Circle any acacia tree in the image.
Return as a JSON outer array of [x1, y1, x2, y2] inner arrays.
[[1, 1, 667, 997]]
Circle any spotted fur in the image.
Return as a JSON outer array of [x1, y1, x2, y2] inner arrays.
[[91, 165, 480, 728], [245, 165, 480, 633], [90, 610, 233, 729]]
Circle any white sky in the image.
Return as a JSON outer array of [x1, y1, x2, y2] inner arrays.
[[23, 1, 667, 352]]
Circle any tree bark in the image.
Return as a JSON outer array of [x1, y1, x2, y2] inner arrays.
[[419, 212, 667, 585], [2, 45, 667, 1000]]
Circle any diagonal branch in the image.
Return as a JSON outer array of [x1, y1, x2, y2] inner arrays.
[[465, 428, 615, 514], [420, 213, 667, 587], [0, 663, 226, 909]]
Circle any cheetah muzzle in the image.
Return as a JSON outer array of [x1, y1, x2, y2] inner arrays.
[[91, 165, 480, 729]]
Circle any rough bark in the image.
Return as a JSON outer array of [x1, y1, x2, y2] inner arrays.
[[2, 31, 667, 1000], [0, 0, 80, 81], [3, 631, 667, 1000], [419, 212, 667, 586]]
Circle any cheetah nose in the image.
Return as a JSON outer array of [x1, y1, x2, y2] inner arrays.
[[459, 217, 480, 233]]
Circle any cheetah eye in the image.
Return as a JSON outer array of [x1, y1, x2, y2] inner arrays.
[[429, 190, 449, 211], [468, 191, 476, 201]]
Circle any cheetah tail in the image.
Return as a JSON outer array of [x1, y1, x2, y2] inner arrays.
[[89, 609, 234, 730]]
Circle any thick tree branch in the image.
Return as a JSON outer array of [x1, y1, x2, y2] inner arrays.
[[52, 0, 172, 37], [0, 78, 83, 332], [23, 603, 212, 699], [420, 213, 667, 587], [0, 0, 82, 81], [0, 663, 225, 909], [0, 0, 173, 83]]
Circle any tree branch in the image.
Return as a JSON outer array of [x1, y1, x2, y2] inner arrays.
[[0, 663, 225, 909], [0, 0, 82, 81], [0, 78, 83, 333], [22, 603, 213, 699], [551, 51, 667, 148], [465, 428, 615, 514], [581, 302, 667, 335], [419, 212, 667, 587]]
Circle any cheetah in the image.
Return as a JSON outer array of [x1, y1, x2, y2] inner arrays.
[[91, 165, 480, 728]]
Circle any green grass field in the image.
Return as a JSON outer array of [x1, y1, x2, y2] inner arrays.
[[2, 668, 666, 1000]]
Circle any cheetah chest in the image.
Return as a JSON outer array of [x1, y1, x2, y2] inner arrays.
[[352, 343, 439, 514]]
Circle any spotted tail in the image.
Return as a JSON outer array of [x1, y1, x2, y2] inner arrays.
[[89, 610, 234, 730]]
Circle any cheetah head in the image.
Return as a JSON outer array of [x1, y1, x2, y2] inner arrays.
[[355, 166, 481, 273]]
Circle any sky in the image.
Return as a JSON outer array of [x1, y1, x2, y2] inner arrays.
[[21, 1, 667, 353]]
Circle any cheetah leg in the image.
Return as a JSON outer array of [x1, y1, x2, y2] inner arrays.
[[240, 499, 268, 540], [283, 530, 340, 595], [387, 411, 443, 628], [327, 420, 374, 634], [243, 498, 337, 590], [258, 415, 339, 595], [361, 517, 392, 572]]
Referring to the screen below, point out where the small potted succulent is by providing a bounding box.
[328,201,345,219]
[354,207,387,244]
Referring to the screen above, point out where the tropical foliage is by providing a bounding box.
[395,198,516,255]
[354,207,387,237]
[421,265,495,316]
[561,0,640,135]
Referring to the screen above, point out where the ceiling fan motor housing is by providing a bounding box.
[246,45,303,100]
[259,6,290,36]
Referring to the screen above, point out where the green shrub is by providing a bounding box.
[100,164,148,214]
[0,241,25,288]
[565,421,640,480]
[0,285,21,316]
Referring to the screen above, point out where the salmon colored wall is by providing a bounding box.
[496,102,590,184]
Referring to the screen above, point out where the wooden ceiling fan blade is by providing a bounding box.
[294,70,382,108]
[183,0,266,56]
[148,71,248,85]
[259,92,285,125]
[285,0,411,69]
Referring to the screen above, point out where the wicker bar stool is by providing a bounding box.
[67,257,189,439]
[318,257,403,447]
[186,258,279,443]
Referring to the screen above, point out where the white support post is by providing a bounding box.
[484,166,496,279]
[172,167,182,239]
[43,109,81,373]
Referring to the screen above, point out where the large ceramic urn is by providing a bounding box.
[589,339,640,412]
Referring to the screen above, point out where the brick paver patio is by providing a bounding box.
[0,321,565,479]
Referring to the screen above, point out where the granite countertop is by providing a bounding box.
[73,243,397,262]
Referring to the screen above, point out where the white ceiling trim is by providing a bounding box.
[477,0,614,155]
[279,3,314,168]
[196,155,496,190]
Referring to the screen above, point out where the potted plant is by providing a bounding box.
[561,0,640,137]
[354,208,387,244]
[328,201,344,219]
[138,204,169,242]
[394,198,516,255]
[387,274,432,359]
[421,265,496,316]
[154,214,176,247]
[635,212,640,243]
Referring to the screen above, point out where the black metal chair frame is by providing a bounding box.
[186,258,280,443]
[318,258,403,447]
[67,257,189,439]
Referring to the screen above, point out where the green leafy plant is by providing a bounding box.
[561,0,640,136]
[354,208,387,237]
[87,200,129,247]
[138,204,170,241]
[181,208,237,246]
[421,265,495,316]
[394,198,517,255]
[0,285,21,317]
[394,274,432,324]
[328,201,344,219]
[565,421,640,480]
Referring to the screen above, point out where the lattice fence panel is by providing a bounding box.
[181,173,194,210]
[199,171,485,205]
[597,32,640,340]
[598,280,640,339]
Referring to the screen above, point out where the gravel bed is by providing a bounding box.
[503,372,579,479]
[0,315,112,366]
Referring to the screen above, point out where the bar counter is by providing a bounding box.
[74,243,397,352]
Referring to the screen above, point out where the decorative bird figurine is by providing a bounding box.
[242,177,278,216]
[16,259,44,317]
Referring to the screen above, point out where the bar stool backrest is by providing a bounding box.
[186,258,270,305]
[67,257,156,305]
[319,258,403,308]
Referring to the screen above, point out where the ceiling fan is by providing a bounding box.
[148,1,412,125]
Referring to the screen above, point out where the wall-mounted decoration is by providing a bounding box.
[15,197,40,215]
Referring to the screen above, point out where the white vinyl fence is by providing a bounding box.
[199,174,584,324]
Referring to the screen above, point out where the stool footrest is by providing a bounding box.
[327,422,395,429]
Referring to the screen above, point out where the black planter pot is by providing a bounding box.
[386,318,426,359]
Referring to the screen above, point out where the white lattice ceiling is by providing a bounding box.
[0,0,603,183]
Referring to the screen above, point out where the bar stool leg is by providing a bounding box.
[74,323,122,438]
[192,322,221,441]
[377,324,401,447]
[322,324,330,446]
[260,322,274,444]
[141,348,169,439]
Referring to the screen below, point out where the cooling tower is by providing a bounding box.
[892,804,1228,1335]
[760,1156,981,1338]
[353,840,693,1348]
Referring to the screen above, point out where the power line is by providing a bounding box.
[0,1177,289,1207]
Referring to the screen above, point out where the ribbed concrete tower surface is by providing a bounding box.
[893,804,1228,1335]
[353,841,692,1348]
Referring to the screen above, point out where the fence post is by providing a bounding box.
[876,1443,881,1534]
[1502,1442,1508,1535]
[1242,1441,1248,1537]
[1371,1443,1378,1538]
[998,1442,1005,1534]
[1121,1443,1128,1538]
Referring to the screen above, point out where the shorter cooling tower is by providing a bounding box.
= = =
» **Exercise instructions**: Where the string "cheetah" occurs in a line of the listing above, count that line, then report the total and nothing else.

» **Exercise answer**: 8